→ The task
Copy out the data lines word for word, starting at the line that contains "Cam-trap alert: motion was detected. Identify black belt" and ending at the line that contains "0, 238, 164, 667", including both of those lines.

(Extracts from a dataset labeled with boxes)
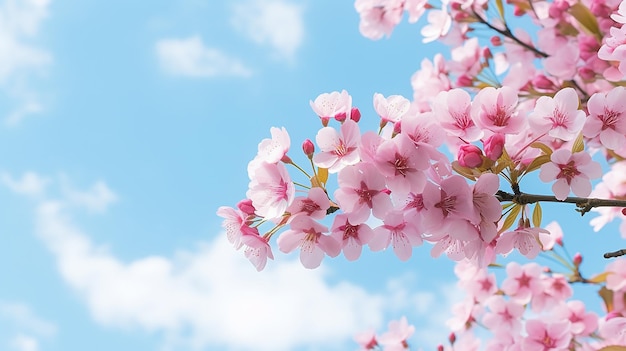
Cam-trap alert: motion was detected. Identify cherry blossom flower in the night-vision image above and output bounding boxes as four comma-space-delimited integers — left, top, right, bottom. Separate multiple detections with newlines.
313, 120, 361, 173
539, 149, 602, 200
378, 317, 415, 351
334, 163, 393, 223
375, 134, 430, 196
528, 88, 585, 141
369, 210, 422, 261
374, 93, 411, 123
287, 187, 330, 219
522, 319, 572, 351
257, 127, 291, 163
246, 162, 295, 220
583, 87, 626, 150
433, 89, 482, 142
309, 90, 352, 122
472, 86, 525, 134
241, 233, 274, 272
331, 213, 374, 261
276, 214, 341, 269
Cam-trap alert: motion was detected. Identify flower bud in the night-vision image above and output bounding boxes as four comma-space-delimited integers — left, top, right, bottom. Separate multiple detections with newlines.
237, 199, 254, 216
457, 144, 483, 168
350, 107, 361, 122
302, 139, 315, 159
483, 133, 504, 161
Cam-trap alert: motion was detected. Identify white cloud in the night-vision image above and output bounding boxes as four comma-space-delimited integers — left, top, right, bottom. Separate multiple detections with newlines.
0, 0, 52, 125
156, 36, 252, 77
232, 0, 304, 60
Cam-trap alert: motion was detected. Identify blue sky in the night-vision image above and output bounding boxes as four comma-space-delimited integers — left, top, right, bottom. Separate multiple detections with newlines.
0, 0, 619, 351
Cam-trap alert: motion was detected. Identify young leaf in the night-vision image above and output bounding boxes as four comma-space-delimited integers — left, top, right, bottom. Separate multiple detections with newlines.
533, 202, 542, 227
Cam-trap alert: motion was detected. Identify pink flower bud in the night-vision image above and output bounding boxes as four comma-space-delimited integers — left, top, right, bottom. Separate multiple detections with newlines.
483, 133, 504, 161
573, 252, 583, 267
457, 144, 483, 168
237, 199, 254, 216
302, 139, 315, 159
350, 107, 361, 122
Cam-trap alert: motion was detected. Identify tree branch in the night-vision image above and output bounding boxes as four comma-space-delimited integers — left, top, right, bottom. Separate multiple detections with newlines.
496, 190, 626, 216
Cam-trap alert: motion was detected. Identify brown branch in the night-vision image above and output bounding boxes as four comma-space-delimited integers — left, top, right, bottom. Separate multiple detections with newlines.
496, 190, 626, 216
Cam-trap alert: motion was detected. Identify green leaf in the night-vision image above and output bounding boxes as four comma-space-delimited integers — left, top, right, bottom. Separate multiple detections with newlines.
498, 204, 522, 233
569, 2, 602, 40
572, 132, 585, 154
533, 202, 541, 227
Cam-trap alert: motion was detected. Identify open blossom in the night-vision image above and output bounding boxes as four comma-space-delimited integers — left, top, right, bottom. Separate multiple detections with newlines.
583, 87, 626, 150
310, 90, 352, 120
277, 214, 341, 268
539, 149, 602, 200
246, 162, 295, 220
374, 93, 411, 123
330, 213, 374, 261
313, 120, 361, 173
528, 88, 585, 141
257, 127, 291, 163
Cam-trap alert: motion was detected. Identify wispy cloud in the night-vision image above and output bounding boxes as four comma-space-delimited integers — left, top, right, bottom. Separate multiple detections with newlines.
156, 36, 252, 77
232, 0, 305, 60
0, 0, 52, 125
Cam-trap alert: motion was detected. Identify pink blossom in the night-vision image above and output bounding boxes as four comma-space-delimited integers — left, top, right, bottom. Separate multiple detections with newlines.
472, 86, 525, 134
522, 319, 572, 351
257, 127, 291, 163
287, 187, 330, 219
334, 163, 392, 223
374, 93, 411, 123
354, 0, 402, 40
369, 210, 422, 261
246, 162, 295, 220
309, 90, 352, 122
433, 89, 482, 142
539, 149, 602, 200
241, 233, 274, 272
583, 87, 626, 150
378, 317, 415, 351
331, 213, 374, 261
528, 88, 585, 141
313, 120, 361, 173
457, 144, 483, 168
375, 134, 430, 196
276, 214, 341, 269
501, 262, 543, 304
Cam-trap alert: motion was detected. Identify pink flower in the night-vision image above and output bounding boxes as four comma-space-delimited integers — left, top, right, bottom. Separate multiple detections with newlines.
539, 149, 602, 200
522, 319, 572, 351
433, 89, 482, 142
374, 93, 411, 123
375, 134, 430, 196
310, 90, 352, 123
246, 162, 295, 220
276, 215, 341, 269
369, 210, 422, 261
528, 88, 585, 141
378, 317, 415, 351
241, 233, 274, 272
313, 120, 361, 173
457, 144, 483, 168
330, 213, 374, 261
472, 86, 525, 134
583, 87, 626, 150
257, 127, 291, 163
334, 163, 392, 223
287, 187, 330, 219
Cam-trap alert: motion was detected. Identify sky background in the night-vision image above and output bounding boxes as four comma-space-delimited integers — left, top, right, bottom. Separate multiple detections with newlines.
0, 0, 619, 351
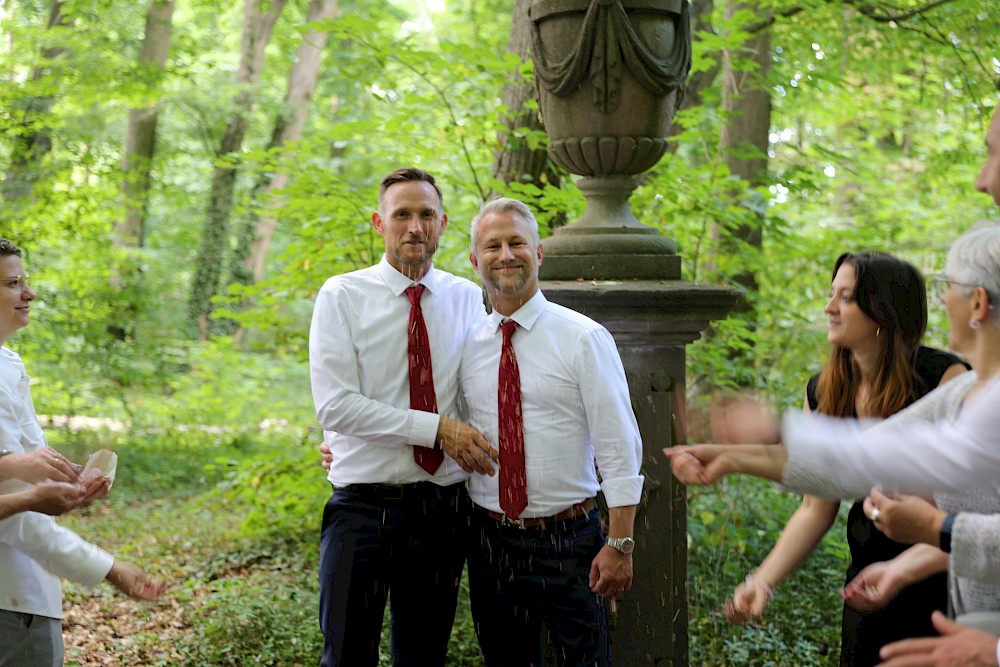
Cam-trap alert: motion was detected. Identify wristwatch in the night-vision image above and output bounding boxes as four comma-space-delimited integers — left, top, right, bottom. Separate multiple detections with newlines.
938, 514, 955, 554
608, 537, 635, 556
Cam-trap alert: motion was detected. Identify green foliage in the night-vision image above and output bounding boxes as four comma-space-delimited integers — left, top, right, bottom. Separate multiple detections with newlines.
688, 478, 848, 667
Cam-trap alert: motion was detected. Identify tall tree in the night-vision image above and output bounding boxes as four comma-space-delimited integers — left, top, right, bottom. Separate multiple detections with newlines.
0, 0, 74, 202
115, 0, 176, 248
231, 0, 339, 284
719, 1, 771, 306
188, 0, 286, 339
493, 0, 551, 189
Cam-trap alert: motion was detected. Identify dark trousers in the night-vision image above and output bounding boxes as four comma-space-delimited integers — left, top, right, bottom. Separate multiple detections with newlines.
469, 509, 611, 667
319, 482, 469, 667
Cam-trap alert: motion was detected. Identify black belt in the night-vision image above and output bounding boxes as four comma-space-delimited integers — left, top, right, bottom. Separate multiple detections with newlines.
336, 482, 465, 500
476, 498, 597, 529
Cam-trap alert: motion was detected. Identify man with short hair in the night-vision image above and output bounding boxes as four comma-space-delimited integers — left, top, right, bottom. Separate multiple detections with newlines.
309, 168, 496, 667
461, 198, 643, 667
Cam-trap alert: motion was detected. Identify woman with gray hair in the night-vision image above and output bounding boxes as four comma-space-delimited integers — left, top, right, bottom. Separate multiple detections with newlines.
665, 225, 1000, 660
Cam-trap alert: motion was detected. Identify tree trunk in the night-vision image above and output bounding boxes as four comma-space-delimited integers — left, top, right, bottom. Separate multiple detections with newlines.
493, 0, 548, 186
115, 0, 176, 248
720, 2, 771, 292
667, 0, 722, 153
0, 0, 73, 203
188, 0, 286, 339
493, 0, 566, 235
232, 0, 339, 284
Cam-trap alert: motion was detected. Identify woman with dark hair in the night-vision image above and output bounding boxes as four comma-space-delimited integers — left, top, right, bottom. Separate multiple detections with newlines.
725, 253, 968, 667
0, 238, 164, 667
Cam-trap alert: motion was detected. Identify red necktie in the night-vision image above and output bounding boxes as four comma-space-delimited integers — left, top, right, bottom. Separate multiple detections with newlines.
497, 320, 528, 519
406, 284, 444, 475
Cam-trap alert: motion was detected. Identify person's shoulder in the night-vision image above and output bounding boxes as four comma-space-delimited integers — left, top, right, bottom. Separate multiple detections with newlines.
545, 301, 605, 331
915, 345, 972, 389
434, 269, 483, 296
320, 264, 379, 292
917, 345, 971, 368
542, 301, 613, 341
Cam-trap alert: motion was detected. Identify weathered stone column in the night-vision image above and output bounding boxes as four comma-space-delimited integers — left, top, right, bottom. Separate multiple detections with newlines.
530, 0, 738, 667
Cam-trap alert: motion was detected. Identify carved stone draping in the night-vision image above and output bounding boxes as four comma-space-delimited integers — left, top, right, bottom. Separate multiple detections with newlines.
531, 0, 691, 113
529, 0, 691, 279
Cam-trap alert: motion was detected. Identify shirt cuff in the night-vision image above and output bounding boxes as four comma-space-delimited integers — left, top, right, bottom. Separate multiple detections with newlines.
407, 410, 441, 447
601, 475, 645, 507
67, 547, 115, 591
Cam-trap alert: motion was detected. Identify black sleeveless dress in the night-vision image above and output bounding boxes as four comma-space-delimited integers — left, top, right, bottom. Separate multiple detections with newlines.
806, 346, 969, 667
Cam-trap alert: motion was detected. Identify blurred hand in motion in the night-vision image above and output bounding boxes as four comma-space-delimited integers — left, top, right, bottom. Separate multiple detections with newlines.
3, 447, 80, 484
722, 575, 774, 625
864, 488, 946, 546
105, 560, 167, 600
663, 445, 729, 486
879, 611, 1000, 667
840, 561, 910, 611
29, 482, 87, 516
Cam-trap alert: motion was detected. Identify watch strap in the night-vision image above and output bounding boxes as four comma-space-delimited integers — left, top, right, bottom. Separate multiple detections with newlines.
938, 514, 956, 554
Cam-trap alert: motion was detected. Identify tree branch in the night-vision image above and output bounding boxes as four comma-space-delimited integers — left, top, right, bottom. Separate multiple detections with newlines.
747, 0, 955, 34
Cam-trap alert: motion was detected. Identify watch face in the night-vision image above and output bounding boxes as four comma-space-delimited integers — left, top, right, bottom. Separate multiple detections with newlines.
608, 537, 635, 556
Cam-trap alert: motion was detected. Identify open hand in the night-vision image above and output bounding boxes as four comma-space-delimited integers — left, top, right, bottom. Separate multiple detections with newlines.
105, 560, 167, 600
590, 545, 632, 598
435, 415, 500, 477
2, 447, 80, 484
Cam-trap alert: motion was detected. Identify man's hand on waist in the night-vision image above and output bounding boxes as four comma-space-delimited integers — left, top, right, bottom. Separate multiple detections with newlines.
434, 415, 500, 477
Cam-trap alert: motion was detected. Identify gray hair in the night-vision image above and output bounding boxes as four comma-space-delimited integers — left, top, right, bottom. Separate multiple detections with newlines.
469, 197, 542, 252
945, 222, 1000, 325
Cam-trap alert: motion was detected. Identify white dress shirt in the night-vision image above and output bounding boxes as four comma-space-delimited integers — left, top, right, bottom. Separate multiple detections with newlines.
0, 347, 114, 618
461, 291, 643, 518
782, 379, 1000, 498
309, 256, 486, 486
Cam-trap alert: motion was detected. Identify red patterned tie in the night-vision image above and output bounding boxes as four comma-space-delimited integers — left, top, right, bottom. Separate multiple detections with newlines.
497, 320, 528, 519
406, 284, 444, 475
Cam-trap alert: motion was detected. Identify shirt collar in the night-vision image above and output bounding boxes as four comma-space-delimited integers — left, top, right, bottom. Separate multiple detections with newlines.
489, 290, 548, 331
378, 254, 441, 296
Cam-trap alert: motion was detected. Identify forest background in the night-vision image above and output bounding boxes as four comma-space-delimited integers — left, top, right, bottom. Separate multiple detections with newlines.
0, 0, 1000, 665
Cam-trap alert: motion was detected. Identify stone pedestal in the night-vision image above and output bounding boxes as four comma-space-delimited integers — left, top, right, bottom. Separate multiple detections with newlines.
529, 0, 738, 656
541, 280, 739, 667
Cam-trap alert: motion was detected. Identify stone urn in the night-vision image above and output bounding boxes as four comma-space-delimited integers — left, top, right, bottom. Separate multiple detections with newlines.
529, 0, 691, 280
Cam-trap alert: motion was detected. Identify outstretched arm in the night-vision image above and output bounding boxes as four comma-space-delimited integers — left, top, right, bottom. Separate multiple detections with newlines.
879, 611, 1000, 667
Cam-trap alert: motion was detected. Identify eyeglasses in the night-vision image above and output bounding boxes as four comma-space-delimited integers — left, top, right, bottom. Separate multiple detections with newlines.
931, 276, 978, 300
0, 273, 31, 291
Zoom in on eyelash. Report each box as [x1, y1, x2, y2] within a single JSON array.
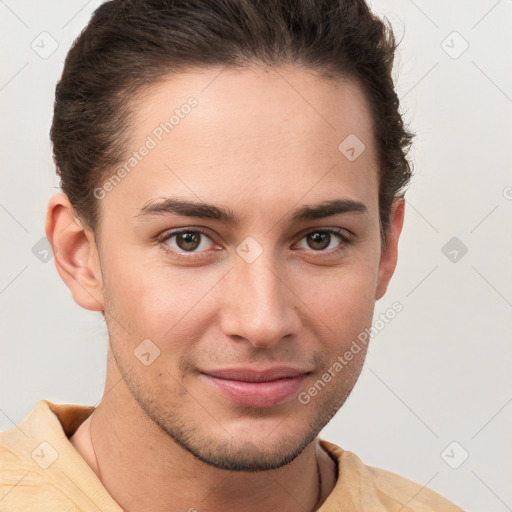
[[156, 228, 352, 261]]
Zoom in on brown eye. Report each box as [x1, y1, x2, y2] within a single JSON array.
[[159, 229, 213, 256], [175, 231, 201, 251], [302, 228, 351, 255], [307, 231, 331, 251]]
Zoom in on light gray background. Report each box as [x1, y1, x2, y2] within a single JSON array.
[[0, 0, 512, 512]]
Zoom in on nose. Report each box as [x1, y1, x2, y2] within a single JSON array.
[[220, 254, 301, 348]]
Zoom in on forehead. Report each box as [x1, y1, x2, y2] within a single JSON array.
[[101, 66, 377, 222]]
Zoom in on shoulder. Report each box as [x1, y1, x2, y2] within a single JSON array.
[[0, 400, 93, 512], [319, 440, 463, 512]]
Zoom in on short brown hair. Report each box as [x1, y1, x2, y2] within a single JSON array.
[[50, 0, 414, 244]]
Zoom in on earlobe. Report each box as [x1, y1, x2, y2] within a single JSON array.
[[45, 193, 104, 311], [375, 197, 405, 300]]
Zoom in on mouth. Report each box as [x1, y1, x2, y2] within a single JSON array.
[[200, 366, 311, 407]]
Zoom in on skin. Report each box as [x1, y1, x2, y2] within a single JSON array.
[[46, 65, 404, 512]]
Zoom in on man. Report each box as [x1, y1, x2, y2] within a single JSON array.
[[0, 0, 461, 512]]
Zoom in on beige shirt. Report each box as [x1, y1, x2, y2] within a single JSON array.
[[0, 400, 462, 512]]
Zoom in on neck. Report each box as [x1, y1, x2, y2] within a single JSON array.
[[71, 360, 336, 512]]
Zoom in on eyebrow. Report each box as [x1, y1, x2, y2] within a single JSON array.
[[135, 197, 368, 224]]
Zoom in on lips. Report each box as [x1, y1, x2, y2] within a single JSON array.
[[200, 366, 310, 407]]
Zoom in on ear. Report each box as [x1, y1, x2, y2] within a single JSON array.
[[375, 197, 405, 300], [45, 194, 104, 311]]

→ Answer to the task
Cam-trap alert: motion was detected. Identify black belt in the night-vision image above and output bounding boxes as four comma-space-delimited integers — left, top, right, bottom. Separate multiple detections with newlines.
336, 482, 465, 500
476, 498, 597, 529
Cam-trap alert: motion was detected. Identify man with short hair in the night-vision image above and output bounding boxes as four comma-space-delimited integers — left, top, right, bottom. Separate multiple detections with newlines.
309, 168, 496, 667
461, 198, 643, 667
Cam-trap alert: motion was detected. Identify woman with gray hair in the night-vision image above and output bounding boxes as four comma-space-delimited integers — left, top, right, bottom. Separate multiple detections with newlines.
665, 225, 1000, 660
Cam-trap alert: motion was detected. Identify tree trunk in the night-vision image above and output bounding boxes as four comma-space-delimited integers — left, top, right, bottom. Separate multiple detections with newlines.
493, 0, 548, 186
115, 0, 176, 248
720, 2, 771, 292
667, 0, 722, 153
0, 0, 73, 203
188, 0, 286, 339
493, 0, 566, 235
232, 0, 339, 284
Cam-trap alert: motion was detected. Identify woman with dark hair in the night-vision image above and output bounding boxes as four comma-space-delimited integers — left, top, right, bottom. Separate multiple detections with newlines.
725, 253, 968, 667
0, 238, 164, 667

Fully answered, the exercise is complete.